STATED GOAL 1: Reproduce the pigeon racing thread word for word, in full.

━━━━━ PASSAGE ━━━━━

This cock bird is actually mated to my IF Champion (2413) which people say is a long distance pigeon. She's Jan Aarden/Van Wonroy.....however, she won numerous races from 166 miles (the shortest we flew) to 500..so she did both. I had a brother/nest mate of hers that did very well. He never won any races but he was 100% of the time my first cock bird home on races that I sent him too. I actually gave him to someone last year and sometimes regret doing that........but, what can you do?


----------



## Crazy Pete (Nov 13, 2008)

Now you'll have head winds, and cross winds its time to cross your Van loons with a Houben.


----------



## MaryOfExeter (Sep 30, 2007)

There's one main reason I didn't want the change. I'm almost in the middle of the combine, so it's not changing my distance much, just a bit longer this time. The reason is I know a lot of people won't be happy. The people down in Charlotte and below are happy to finally have a real race, but can they handle it? Our combine is as old as dirt and they've always flown the same direction. So the people around Charlotte are used to flying short races, and you guys are used to long right from the start. If everyone's been breeding out of their better birds, then they've shaped their loft to fit their distance and their methods. I think just about everyone on the long and short ends are going to have to change a few things, whether it be the way they're breeding, they way they prep the birds, etc.

━━━━━ DATA PROVIDED ━━━━━

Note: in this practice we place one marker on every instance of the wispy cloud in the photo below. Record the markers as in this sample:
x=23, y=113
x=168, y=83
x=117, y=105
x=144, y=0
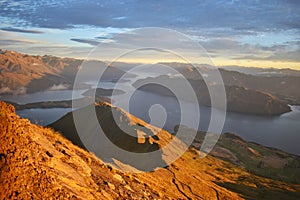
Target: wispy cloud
x=92, y=42
x=21, y=30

━━━━━

STATED GOAL 2: List every line of the rows that contains the string "wispy", matching case exactly.

TASK RESPONSE 1:
This cock bird is actually mated to my IF Champion (2413) which people say is a long distance pigeon. She's Jan Aarden/Van Wonroy.....however, she won numerous races from 166 miles (the shortest we flew) to 500..so she did both. I had a brother/nest mate of hers that did very well. He never won any races but he was 100% of the time my first cock bird home on races that I sent him too. I actually gave him to someone last year and sometimes regret doing that........but, what can you do?


----------



## Crazy Pete (Nov 13, 2008)

Now you'll have head winds, and cross winds its time to cross your Van loons with a Houben.


----------



## MaryOfExeter (Sep 30, 2007)

There's one main reason I didn't want the change. I'm almost in the middle of the combine, so it's not changing my distance much, just a bit longer this time. The reason is I know a lot of people won't be happy. The people down in Charlotte and below are happy to finally have a real race, but can they handle it? Our combine is as old as dirt and they've always flown the same direction. So the people around Charlotte are used to flying short races, and you guys are used to long right from the start. If everyone's been breeding out of their better birds, then they've shaped their loft to fit their distance and their methods. I think just about everyone on the long and short ends are going to have to change a few things, whether it be the way they're breeding, they way they prep the birds, etc.

TASK RESPONSE 2:
Note: in this practice we place one marker on every instance of the wispy cloud in the photo below. Record the markers as in this sample:
Target: wispy cloud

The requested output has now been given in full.